● Yapılacaklar:
a) Yara iyileşmesi metnine göre primer yara iyileşmesinin görüldüğü yaraların özelliklerini listeleyin.
b) Lütfen yara iyileşmesi metnini son cümlesinden sonra sürdürün.

Akut ve kronik inflamasyon ile yara iyleşme mekanizmaları ilişkilidir. Dokuda zedelenmenin oluşması ile önce akut inflamasyon; daha sonra kronik inflamasyon mekanizmaları devreye girer. Makrofajlardan açığa çıkan büyüme faktörleri etkisi ile fibroblastlar ortama gelir, granülasyon dokusu oluşur. Fibroblastlar kollajen üreterek, kronik inflamasyonda olduğu gibi, skar dokusunu oluştururlar.
Primer Yara İyileşmesi
Temiz, enfekte olmamış, yara dudakları sütürle biraraya getirilmiş yaraların iyileşmesidir. En iyi örnek cerrahi kesilerdir. Üniform yaralar olduğundan aynı gün ve saatlerde hepsinde benzer değişiklikler oluşur.
İlk 24 saat insizyon kenarında nötrofiller belirir, epitelin bazal hücre tabakası artar.
24-48 saat içerisinde yüzeydeki kabuğun altında ince epitelial köprü oluşur.

● Veri kesitleri:

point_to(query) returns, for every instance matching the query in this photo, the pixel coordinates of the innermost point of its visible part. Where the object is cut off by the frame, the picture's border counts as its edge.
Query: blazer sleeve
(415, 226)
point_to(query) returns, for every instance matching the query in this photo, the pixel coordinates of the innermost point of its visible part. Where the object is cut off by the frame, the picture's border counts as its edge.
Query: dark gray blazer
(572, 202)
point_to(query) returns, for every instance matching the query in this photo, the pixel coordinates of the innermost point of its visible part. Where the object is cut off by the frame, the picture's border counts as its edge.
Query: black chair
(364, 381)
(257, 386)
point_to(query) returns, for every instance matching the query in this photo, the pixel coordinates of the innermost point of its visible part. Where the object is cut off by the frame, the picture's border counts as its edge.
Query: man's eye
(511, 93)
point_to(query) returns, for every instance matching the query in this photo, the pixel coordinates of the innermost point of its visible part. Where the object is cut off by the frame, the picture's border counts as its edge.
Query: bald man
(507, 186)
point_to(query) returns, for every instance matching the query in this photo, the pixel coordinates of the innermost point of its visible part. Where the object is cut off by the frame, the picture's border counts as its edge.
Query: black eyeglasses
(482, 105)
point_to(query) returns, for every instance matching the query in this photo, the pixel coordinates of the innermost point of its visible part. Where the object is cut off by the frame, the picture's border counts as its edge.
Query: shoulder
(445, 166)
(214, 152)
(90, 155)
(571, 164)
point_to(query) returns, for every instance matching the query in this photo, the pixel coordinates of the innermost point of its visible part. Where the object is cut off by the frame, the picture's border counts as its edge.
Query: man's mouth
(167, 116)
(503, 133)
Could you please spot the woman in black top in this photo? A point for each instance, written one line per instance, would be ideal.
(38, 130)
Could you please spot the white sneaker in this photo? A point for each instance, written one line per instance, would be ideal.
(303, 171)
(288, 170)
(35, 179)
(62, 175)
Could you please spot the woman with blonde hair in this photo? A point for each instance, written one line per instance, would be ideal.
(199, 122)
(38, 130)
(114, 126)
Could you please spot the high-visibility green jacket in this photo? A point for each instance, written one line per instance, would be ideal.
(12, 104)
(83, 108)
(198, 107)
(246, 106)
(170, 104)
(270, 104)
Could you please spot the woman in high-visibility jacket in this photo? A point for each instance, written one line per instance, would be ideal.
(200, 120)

● Sıralı cevaplar:
a)
- Temiz
- Enfekte olmamış
- Yara dudakları sütürle bir araya getirilmiş

b)
3. gün makrofaj infiltrasyonu ve granulasyon dokusu oluşumu ile kollajen üretimi başlar.
Granulasyon dokusu mononükleer hücreler (makrofaj, lenfosit, plazma hücresi), fibroblastlar ve yeni oluşan kapiller damarlardan ibarettir. Damarlar yeni olduğundan permeabilite bozuktur ve ödemde görülür.
5. gün Granülasyon dokusu ve neovaskülarizasyon maksimum düzeye ulaşır ve karşı tarafa ilk
kollajen köprüsü oluşur.
2. haftada kollajen birikimi ve fibroblast proliferasyonu sürer.
1. ay sonunda sağlam epidermis ile örtülü, fibroblasttan zengin bağ dokusu görülür.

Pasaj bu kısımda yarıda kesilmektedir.